Fragmento
Donald Trump resultó victorioso en la elección norteamericana gracias a una debilidad estructural de la democracia: ha sido incapaz, en todo el mundo, de garantizar la llegada de gobernantes comprometidos con el bienestar y la garantía de los derechos humanos de sus poblaciones.
Determinados por una poderosa estructura de medios de comunicación, asociados a los más fuertes intereses económicos, los partidos políticos y sus maquinarias electorales han servido de plataforma para encumbrar mayoritariamente a políticos depredadores y comprometidos con los poderes fácticos que los impulsan, y no con la ciudadanía.
En la teoría liberal los partidos detentan el “monopolio de la acción política”, porque son aparentemente la mejor ruta para canalizar la participación ciudadana en la competencia civilizada por el poder. Pero, al contrario de ello, la evidencia nos muestra que los partidos se han convertido en plataformas que sirven de parapeto a los intereses de grupos que suplantan la auténtica participación ciudadana.

Tarea escrita a
¿Qué palabras distintas terminadas en «-ción» aparecen en el fragmento sobre la democracia y los partidos políticos? Enuméralas sin repetir ninguna.

Datos disponibles
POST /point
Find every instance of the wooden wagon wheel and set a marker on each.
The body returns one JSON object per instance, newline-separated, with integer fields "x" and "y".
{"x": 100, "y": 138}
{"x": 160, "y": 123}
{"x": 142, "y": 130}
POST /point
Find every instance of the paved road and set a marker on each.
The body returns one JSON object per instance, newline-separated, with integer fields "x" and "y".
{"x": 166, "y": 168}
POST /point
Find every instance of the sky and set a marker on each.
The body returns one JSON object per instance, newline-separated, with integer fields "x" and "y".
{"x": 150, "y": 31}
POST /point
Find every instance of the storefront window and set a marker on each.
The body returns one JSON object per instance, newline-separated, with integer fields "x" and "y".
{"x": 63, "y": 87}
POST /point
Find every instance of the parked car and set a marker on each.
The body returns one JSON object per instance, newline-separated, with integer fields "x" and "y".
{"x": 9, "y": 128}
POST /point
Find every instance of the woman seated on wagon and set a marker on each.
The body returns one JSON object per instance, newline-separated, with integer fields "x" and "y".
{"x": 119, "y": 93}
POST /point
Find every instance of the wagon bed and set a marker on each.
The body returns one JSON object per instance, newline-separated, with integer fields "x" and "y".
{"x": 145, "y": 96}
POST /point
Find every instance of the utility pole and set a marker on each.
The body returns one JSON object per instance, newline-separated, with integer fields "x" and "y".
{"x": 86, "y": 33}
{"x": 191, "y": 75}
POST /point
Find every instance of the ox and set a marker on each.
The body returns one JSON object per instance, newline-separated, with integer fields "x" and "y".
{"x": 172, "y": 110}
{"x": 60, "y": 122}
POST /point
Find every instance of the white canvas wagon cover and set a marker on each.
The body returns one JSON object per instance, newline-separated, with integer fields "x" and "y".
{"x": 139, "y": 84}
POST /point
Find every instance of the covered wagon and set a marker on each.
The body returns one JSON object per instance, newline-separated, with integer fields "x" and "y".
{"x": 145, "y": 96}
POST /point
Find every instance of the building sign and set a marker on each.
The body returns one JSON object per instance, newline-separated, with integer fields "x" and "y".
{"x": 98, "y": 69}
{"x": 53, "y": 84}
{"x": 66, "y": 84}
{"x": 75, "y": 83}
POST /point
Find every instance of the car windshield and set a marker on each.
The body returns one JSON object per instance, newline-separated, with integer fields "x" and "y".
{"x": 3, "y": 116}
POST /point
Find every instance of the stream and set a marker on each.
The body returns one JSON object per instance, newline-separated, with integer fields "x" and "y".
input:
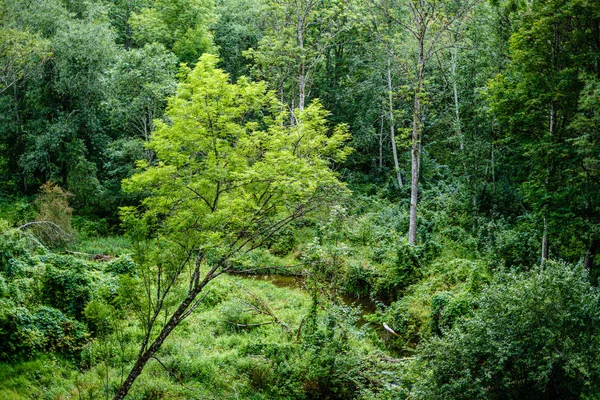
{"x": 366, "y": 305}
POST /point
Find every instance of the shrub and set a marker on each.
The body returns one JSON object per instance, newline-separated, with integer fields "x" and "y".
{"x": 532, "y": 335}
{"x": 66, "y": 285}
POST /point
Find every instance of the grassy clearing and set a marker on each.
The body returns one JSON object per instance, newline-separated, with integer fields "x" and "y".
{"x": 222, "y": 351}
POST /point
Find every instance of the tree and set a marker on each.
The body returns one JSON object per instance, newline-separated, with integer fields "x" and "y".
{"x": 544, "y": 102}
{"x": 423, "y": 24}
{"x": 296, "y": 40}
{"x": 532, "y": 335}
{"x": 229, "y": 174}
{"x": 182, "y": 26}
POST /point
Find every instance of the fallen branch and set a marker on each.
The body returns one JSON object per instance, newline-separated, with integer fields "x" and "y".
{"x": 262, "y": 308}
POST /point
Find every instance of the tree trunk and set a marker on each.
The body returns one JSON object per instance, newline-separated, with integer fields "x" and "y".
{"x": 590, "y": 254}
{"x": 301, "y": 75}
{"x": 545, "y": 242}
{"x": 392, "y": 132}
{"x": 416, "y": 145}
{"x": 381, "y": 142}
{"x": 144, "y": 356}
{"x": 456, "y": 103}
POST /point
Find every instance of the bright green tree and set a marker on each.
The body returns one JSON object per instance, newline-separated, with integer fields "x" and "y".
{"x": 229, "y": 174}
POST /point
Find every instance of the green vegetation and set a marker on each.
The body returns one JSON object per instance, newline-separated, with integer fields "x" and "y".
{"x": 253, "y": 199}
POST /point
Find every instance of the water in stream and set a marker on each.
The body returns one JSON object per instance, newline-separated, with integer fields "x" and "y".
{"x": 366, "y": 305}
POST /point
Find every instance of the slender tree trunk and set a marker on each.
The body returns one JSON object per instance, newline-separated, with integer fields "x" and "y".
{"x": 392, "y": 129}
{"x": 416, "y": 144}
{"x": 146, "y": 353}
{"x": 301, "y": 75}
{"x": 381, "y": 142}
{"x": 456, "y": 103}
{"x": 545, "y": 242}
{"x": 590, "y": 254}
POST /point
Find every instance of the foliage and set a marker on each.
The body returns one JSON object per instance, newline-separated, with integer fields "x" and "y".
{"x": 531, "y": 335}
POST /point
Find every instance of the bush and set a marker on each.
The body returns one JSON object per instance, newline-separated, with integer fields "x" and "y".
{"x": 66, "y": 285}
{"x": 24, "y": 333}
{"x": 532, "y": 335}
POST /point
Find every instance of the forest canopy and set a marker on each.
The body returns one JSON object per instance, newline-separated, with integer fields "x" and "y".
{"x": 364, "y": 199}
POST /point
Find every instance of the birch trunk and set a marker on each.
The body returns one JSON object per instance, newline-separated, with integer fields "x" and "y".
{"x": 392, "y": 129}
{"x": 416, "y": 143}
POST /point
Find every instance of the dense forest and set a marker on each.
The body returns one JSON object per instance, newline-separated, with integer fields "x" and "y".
--
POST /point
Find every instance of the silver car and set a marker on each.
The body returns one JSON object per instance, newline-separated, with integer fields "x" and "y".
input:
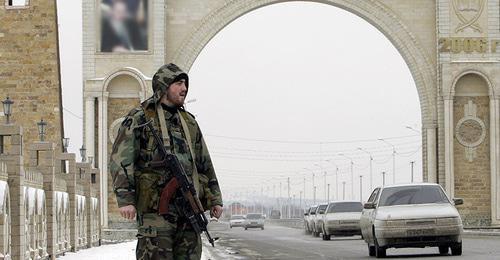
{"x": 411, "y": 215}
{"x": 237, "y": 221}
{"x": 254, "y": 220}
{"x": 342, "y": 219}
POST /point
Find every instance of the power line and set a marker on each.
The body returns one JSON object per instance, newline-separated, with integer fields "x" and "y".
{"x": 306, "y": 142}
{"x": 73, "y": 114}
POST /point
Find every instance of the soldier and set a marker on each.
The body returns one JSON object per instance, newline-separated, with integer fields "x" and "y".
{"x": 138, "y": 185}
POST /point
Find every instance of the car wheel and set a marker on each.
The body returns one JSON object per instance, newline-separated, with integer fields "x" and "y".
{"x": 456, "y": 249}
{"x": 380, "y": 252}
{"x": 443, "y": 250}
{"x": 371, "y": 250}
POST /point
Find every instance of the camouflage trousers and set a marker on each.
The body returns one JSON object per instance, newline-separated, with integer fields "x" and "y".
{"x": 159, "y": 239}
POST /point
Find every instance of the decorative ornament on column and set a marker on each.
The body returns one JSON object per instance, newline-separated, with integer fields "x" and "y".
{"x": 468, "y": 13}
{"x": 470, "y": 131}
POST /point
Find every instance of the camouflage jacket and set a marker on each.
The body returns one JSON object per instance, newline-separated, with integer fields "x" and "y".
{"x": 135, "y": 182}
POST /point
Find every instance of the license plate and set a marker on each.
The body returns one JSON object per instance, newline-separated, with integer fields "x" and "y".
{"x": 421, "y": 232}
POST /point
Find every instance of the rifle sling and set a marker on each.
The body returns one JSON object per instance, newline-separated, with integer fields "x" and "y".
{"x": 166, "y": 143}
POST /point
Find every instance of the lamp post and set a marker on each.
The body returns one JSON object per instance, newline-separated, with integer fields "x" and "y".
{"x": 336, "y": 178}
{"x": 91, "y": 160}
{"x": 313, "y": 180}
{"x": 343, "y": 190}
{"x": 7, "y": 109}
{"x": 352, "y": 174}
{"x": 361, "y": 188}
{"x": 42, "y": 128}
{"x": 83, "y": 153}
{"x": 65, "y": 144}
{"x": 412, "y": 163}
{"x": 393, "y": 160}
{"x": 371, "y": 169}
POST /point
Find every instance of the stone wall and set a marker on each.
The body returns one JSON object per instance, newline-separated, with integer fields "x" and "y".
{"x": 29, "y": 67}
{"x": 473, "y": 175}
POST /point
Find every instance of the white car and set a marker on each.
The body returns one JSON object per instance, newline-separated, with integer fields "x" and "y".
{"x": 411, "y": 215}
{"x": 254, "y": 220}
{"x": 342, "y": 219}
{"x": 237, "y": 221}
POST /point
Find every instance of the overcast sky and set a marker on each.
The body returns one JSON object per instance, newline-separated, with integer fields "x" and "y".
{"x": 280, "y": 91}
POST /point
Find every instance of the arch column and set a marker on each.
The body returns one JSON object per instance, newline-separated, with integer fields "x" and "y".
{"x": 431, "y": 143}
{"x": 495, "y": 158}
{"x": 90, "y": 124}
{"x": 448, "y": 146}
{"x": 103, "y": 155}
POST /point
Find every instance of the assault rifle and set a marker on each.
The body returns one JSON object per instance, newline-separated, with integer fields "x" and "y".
---
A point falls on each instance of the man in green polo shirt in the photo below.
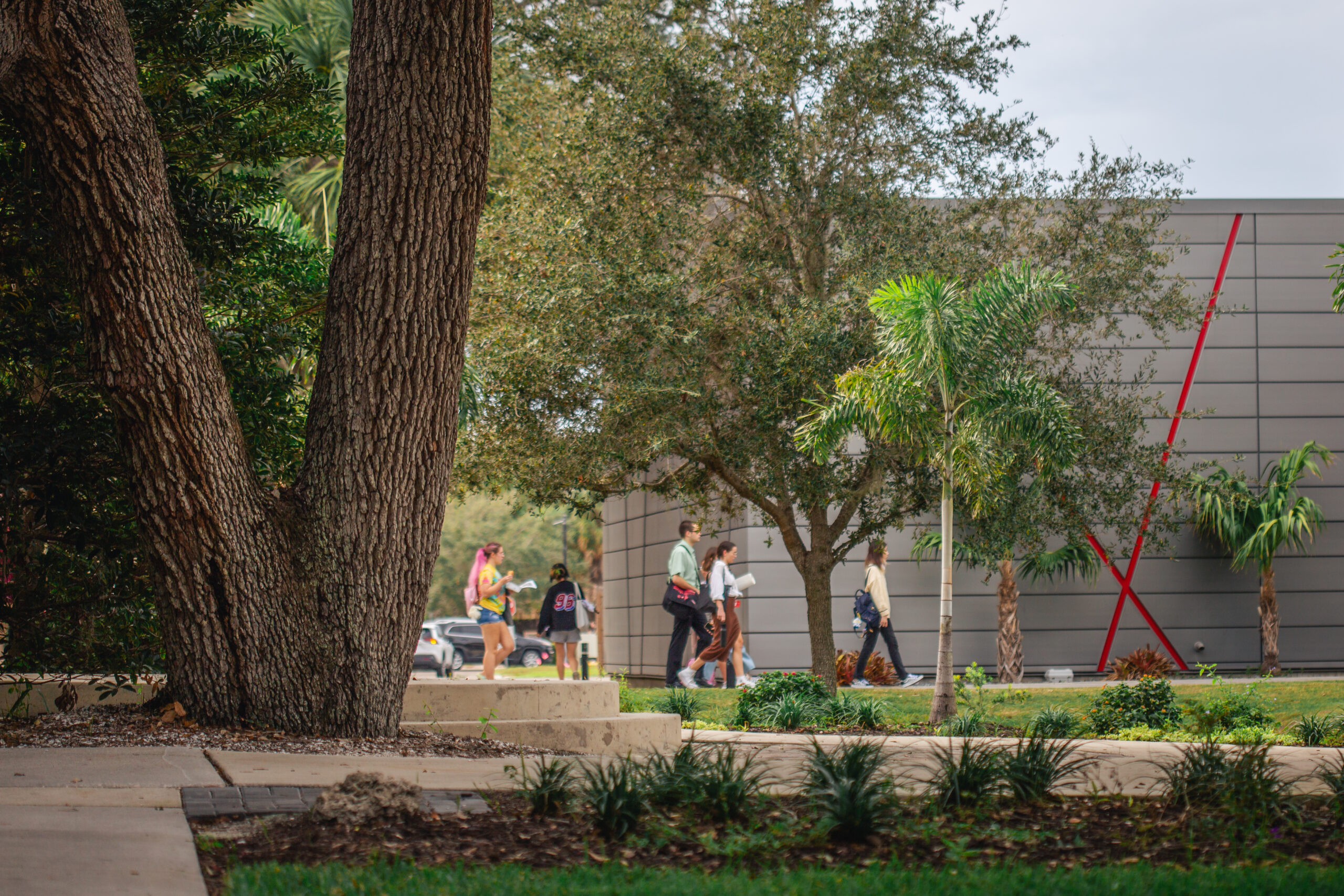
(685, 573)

Tarea escrita b
¿Qué líneas de los registros contienen la cadena "green"? Extráelas todas y cópialas completas.

Respuesta del ejercicio a
elección, comunicación, acción, participación

Respuesta del ejercicio b
Find every instance of the bright green tree and set a marker on each.
Find every instance of the green vegetation and set a marker on each.
A point falls on each instance of the man in green polo shirt in the photo below.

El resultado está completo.